Point-based annotation data
────────────────

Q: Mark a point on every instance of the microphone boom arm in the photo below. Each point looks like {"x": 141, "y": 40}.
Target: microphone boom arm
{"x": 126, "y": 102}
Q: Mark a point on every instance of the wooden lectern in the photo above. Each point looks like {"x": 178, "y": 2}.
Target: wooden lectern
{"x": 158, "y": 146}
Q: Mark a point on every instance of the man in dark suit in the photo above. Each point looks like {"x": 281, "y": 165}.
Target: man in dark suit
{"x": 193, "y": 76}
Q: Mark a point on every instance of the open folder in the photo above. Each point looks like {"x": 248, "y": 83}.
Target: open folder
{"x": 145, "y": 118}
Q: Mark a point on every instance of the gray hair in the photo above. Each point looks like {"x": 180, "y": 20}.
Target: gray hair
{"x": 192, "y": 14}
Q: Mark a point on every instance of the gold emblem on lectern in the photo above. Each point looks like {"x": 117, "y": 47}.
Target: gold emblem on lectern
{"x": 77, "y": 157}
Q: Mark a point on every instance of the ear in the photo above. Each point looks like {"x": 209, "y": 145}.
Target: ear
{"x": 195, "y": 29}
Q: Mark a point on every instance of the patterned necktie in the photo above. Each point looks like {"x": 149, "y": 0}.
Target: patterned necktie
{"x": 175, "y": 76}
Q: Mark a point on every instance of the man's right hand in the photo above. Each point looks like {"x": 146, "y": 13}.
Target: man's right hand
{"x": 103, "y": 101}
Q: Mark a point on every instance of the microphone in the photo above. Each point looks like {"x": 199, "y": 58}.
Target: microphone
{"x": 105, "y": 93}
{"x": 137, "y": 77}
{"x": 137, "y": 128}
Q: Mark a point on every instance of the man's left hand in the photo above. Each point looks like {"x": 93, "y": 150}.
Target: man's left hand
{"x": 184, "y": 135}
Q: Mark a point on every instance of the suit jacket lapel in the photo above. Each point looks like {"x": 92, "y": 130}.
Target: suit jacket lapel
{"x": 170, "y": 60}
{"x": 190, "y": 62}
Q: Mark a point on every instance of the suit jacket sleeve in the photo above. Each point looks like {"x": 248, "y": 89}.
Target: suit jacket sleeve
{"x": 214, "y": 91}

────────────────

Written task:
Reproduce every line of the listing above without any changes.

Task response:
Q: Mark a point on every instance of the microphone boom arm in the photo below. Each point looks like {"x": 141, "y": 40}.
Target: microphone boom arm
{"x": 126, "y": 102}
Q: Mark a point on every instance of the wooden lectern in the photo above. Each point looks like {"x": 178, "y": 2}.
Target: wooden lectern
{"x": 158, "y": 146}
Q: Mark a point on every instance of the man in dark suit in the photo above. Each point looks like {"x": 281, "y": 165}.
Target: man in dark suit
{"x": 193, "y": 76}
Q: Mark a point on every instance of the open folder in the photo above. Each point looks like {"x": 248, "y": 83}.
Target: open folder
{"x": 145, "y": 118}
Q: Mark a point on every instance of the gray hair in the photo above. Each point looks like {"x": 180, "y": 20}.
Target: gray hair
{"x": 192, "y": 14}
Q: Mark a point on every instance of the gold emblem on lectern in the photo above. Each point looks like {"x": 117, "y": 47}.
Target: gold emblem on lectern
{"x": 77, "y": 157}
Q: Mark a point on every instance of the ear in the photo above. Each point looks like {"x": 209, "y": 145}.
Target: ear
{"x": 195, "y": 29}
Q: Mark a point on every instance of the patterned necktie in the photo above. Each point looks like {"x": 149, "y": 0}.
Target: patterned necktie
{"x": 175, "y": 76}
Q: Mark a point on every instance of the man's right hand in the photo above. Each point looks like {"x": 146, "y": 13}.
Target: man's right hand
{"x": 103, "y": 101}
Q: Mark a point on every instance of the microphone in the photo above. Each point looks like {"x": 199, "y": 58}.
Target: microphone
{"x": 105, "y": 93}
{"x": 137, "y": 77}
{"x": 137, "y": 128}
Q: Mark a point on every instance of the man's left hand in the photo above. Each point looks like {"x": 93, "y": 150}.
Target: man's left hand
{"x": 184, "y": 135}
Q: Mark a point on every instance of the suit jacket lapel in the photo above. Each point looks like {"x": 92, "y": 130}.
Target: suit jacket lapel
{"x": 170, "y": 60}
{"x": 190, "y": 62}
Q: Mark a point on every instance of the suit jacket sleeve in the photo above. Each point looks like {"x": 248, "y": 89}.
Target: suit jacket sleeve
{"x": 214, "y": 91}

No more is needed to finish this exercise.